┌─ TEKS YANG DIBERIKAN

Jumat, 05 April 2013

PERATURAN MENTERI KEUANGAN NOMOR 88/PMK.06/2009 TENTANG PERUBAHAN ATAS PERATURAN MENTERI KEUANGAN NOMOR 128/PMK.06/2007 TENTANG PENGURUSAN PIUTANG NEGARA


http://www.sjdih.depkeu.go.id/fullText/2009/88%7EPMK.06%7E2009Per_files/image002.jpg
MENTERI KEUANGAN
REPUBLIK INDONESIA
SALINAN
PERATURAN MENTERI KEUANGAN
NOMOR 88/PMK.06/2009

TENTANG

PERUBAHAN ATAS PERATURAN MENTERI KEUANGAN
NOMOR 128/PMK.06/2007 TENTANG
PENGURUSAN PIUTANG NEGARA

MENTERI KEUANGAN,

Menimbang
:
a.
Bahwa dalam rangka optimalisasi pengurusan Piutang Negara, perlu melakukan penyempurnaan Peraturan Menteri Keuangan Nomor 128/PMK.06/2007 tentang Pengurusan Piutang Negara;


b.
bahwa berdasarkan pertimbangan sebagaimana dimaksud dalam huruf a, perlu menetapkan Peraturan Menteri Keuangan tentang Perubahan Atas Peraturan Menteri Keuangan Nomor : 128/PMK.06/2007 tentang Pengurusan Piutang Negara;
Mengingat
:
1.

└─

TUGAS PENGERJAAN:
1. Menurut teks peraturan piutang negara di atas, Peraturan Menteri Keuangan nomor berapa yang diubah?
2. Lanjutkan teks peraturan piutang negara di atas, mulai dari bagian terakhir yang tampak.

┌─ CUPLIKAN CATATAN

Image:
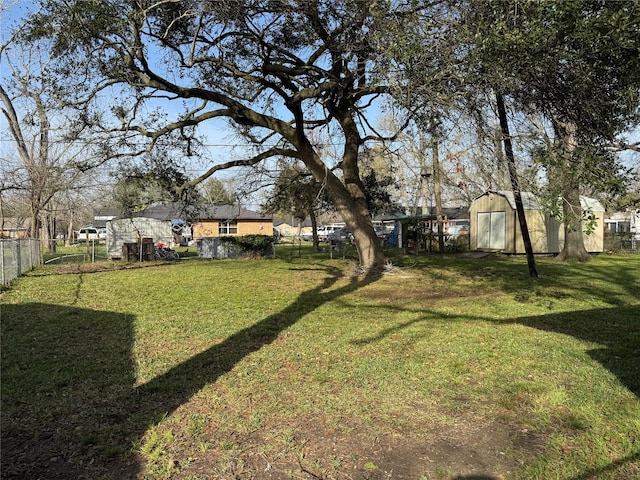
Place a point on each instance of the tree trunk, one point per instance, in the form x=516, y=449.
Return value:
x=314, y=230
x=515, y=185
x=574, y=248
x=437, y=191
x=566, y=173
x=348, y=195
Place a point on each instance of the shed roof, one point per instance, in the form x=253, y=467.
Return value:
x=531, y=202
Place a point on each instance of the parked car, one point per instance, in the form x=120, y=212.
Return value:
x=341, y=235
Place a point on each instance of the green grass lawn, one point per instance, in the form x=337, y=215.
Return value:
x=293, y=367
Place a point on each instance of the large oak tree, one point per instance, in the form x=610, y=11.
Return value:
x=276, y=69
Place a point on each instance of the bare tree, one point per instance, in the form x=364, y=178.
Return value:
x=46, y=163
x=276, y=70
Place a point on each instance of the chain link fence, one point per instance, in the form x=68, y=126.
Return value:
x=18, y=256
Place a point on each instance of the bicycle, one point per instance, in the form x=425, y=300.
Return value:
x=163, y=253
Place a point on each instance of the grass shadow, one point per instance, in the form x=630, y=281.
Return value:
x=70, y=407
x=616, y=330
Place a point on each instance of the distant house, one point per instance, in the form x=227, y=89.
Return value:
x=172, y=225
x=494, y=224
x=229, y=220
x=12, y=227
x=291, y=227
x=102, y=216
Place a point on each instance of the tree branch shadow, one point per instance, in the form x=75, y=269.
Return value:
x=70, y=408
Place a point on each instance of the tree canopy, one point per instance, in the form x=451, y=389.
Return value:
x=153, y=74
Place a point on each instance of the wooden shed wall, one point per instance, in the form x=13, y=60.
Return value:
x=492, y=203
x=546, y=232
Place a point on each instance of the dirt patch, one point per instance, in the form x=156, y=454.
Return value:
x=464, y=451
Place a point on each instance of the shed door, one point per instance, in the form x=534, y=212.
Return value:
x=491, y=230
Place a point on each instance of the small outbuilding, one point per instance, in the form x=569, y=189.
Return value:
x=494, y=224
x=133, y=230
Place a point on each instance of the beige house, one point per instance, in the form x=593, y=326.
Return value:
x=494, y=224
x=230, y=220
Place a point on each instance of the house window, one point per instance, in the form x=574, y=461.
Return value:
x=228, y=228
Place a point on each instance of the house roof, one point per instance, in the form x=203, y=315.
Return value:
x=174, y=211
x=277, y=221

└─

JAWABAN TERTULIS:
1. Peraturan Menteri Keuangan Nomor 128/PMK.06/2007 tentang Pengurusan Piutang Negara.

2.
Undang-Undang Nomor 49 Prp. Tahun 1960 tentang Panitia Urusan Piutang Negara (Lembaran Negara Republik Indonesia Tahun 1960 Nomor 156, Tambahan Lembaran Negara Republik Indonesia Nomor 2104);


2.
Undang-Undang Nomor 7 Tahun 1992 tentang Perbankan (Lembaran Negara Republik Indonesia Tahun 1992 Nomor 92, Tambahan Lembaran Negara Republik Indonesia Nomor 3472) sebagaimana telah diubah dengan Undang-Undang Nomor 10 Tahun 1998 (Lembaran Negara Republik Indonesia Tahun 1998 Nomor 182, Tambahan Lembaran Negara Republik Indonesia Nomor 3790);


3.
Undang-Undang Nomor 9 Tahun 1992 tentang Keimigrasian (Lembaran Negara Republik Indonesia Tahun 1992 Nomor 33, Tambahan Lembaran Negara Republik Indonesia Nomor 3437);


4.
Undang-Undang Nomor 1 Tahun 2004 tentang Perbendaharaan Negara (Lembaran Negara Republik Indonesia Tahun 2004 Nomor 5, Tambahan Lembaran Negara Republik Indonesia Nomor 4355);


5.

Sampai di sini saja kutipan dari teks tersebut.